## Teks Bacaan

******

Menurut Ridwan Saidi, Syekh Junaid Al-Batawi tinggal di Makkah Al-Mukarramah selama enam tahun.
Syekh Junaid Al Batawi merupakan Imam di Masjidil Haram pertama yang berasal dari Nusantara, mendahului Syekh Imam Nawawi dan Syekh Ahmad Al Mingkabawi.
Asal-usul
Dia memiliki empat anak: dua putra dan dua putri. Salah satu puterinya menikah dengan Abdullah Al-Misri, dan yang lain menikah dengan Syekh Mujitaba bin Ahmad al-Betawi, muridnya dari suku Betawi.
Dua putranya, Syekh Junaid As’ad dan Arsyad, melanjutkan pekerjaan ayahnya sebagai pengajar di masjidil haram.
Di tengah karirnya yang paling sukses, beliau memiliki banyak murid yang menjadi ulama terkemuka.
Di antara mereka adalah Syekh An-Nawawi al-Bantani dan Syekh Ahmad Khatib al-Minagkabawi, yang keduanya sangat kharismatik.
Di antara muridnya yang lain adalah Syekh Ahmad Khatib bin Abdul Latif al-Minangkabawi, yang bekerja sebagai imam, khatib, dan guru besar di Masjid al-Haram pada akhir abad ke-19 dan awal abad ke-20, dan juga menulis banyak kitab.
Snouck Hurgronje, seorang orientalis terkenal dari Belanda, mengumpulkan catatan sejarah tentang perjalanannya.
Dia menyusup ke Makkah dan menulis dan dibukukan buku dengan judul Mecca in the last part of the nineteenth century, di mana ia mencatat bahwa Syekh Junaid tinggal di Makkah selama 60 tahun, tepatnya sejak 1834.
Tahun Wafat
Seorang budayawan Betawi bernama Alwi Shahab menulis sebuah karya yang menjelaskan tahun wafat Syekh Junaid pada usianya yang ke 100 tahun di Makkah Al-Mukarramah.
Ada pendapat lain yang meragukan analisis tersebut karena pada tahun 1894-1895, ketika seoarang orientalis Snouck Hrgronje berhasil menyusup ke Makkah, Syekh Junaid masih hidup dalam usia yang lanjut.
Baca juga: Mengenal Wadi Al Aqeeq dan Sejarahnya
3. Syekh Imam Nawawi Al Bantani
Syaikh Nawawi Al-Bantani, yang hidup dari 1813 hingga 1897, adalah seorang ulama dari Banten yang memiliki pengetahuan luas dan telah menjadi ulama terkenal di seluruh dunia.

******

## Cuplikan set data
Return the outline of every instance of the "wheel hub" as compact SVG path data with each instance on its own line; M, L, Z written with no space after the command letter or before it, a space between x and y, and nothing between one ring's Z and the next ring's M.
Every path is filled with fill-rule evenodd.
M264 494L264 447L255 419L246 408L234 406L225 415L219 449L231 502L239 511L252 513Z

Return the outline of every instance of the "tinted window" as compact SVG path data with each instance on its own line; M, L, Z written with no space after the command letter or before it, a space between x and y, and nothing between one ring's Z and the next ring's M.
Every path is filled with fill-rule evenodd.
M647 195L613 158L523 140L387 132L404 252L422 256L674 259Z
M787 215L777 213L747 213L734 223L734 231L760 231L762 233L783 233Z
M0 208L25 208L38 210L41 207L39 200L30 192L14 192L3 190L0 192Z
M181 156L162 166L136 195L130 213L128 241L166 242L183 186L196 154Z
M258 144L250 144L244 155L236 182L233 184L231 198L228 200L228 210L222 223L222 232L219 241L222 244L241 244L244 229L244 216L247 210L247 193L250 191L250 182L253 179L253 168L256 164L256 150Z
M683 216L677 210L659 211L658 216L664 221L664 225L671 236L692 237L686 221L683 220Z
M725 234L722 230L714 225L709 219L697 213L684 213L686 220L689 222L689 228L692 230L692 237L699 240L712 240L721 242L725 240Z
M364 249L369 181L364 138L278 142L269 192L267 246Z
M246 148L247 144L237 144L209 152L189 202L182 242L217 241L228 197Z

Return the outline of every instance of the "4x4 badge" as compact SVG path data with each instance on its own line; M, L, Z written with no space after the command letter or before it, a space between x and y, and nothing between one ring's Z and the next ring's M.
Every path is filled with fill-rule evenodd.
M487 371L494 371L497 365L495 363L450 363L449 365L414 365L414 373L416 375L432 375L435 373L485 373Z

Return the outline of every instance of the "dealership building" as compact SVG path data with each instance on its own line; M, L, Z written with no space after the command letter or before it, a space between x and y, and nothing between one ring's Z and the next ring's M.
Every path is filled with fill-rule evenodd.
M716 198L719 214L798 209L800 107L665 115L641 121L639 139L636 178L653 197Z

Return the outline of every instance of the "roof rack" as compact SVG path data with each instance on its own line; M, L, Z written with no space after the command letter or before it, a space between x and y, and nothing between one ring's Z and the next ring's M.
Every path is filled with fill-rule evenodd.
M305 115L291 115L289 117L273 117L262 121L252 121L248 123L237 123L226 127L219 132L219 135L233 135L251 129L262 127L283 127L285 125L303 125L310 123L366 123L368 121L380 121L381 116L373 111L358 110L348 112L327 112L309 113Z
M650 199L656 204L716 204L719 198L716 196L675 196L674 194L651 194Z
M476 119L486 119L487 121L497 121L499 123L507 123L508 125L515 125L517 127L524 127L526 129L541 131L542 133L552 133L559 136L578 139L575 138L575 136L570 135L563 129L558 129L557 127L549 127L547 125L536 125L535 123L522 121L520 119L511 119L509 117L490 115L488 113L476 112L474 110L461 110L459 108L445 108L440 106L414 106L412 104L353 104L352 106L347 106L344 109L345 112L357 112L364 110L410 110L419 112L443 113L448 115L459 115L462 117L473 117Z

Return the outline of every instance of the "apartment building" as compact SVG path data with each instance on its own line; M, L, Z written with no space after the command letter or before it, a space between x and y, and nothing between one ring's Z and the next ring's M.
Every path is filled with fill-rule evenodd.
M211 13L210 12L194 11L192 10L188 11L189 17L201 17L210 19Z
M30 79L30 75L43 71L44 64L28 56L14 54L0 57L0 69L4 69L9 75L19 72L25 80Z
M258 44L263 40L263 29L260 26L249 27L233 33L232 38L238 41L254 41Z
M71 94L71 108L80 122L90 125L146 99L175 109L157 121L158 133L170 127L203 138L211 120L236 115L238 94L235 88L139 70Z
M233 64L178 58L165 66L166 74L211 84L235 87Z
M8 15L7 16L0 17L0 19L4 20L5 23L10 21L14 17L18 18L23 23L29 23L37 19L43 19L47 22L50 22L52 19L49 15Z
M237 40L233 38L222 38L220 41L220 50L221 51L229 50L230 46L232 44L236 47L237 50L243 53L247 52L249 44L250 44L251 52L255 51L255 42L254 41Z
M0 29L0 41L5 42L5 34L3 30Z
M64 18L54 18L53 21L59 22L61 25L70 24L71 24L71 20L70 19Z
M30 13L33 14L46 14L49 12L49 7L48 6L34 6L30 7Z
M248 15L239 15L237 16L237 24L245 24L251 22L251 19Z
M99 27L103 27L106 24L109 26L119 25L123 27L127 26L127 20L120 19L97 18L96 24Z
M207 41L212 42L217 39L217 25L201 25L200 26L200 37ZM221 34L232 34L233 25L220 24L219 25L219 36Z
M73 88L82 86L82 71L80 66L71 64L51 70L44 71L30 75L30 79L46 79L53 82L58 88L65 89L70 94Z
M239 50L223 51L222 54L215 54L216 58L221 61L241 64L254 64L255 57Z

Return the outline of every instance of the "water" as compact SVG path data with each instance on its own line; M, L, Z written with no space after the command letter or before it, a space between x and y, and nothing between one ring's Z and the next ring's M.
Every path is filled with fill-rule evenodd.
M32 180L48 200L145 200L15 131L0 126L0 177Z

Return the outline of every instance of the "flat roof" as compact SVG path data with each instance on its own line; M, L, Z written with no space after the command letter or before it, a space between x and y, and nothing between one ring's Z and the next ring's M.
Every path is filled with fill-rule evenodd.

******

## Rincian Tugas
Lanjutkan teks tentang para imam Masjidil Haram asal Nusantara, dimulai setelah kalimat terakhirnya.

## Jawaban Soal
Beliau adalah guru besar Haromain (Mekkah-Madinah) dan imam di Masjidil Haram, Mekkah.
Karena dia berasal dari Banten, Indonesia, Syaikh Nawawi dijuluki Al-Bantani.
Beliau terkenal sebagai ulama yang produktif, yang telah menulis ratusan buku. Dalam bidang fiqih, tafsir, tauhid, tasawuf, dan juga ilmu hadits, sebagian besar karyanya ditulis.
Kehidupan Awal
Syekh Nawawi Al Bantani memiliki nama lengkap Abu Abdul Mu’ti Muhammad Nawawi bin Umar Al-Jawi Al-Bantani.
Secara singkat, ia lebih dikenal dengan Muhammad Nawawi Al-Jawi Al-Bantani.
Ia lahir di Kampung Tanara, Kecamatan Tirtayasa, Kabupaten Serang, Banten pada Tahun 1230 Hijriyah (1813 Masehi).
Ada yang menyebut beliau dengan nama Nawawi Banten, ada pula yang menyebutnya Nawawi Tanara, karena lahir di Kampung Tanara.
“Al-Jawi” memilki arti yaitu orang Jawa atau orang dari pulau Jawa yang termasuk Banten di dalamnya Sedangkan ayah Nawawi Umar bin Araby dan ibunya bernama Zubaidah.
Ayahnya seorang ulama pendiri dan pembina pertama-tama masjid jami’ Desa Tanara itu dan pernah menjabat sebagai penghulu Kecamatan di daerah tersebut.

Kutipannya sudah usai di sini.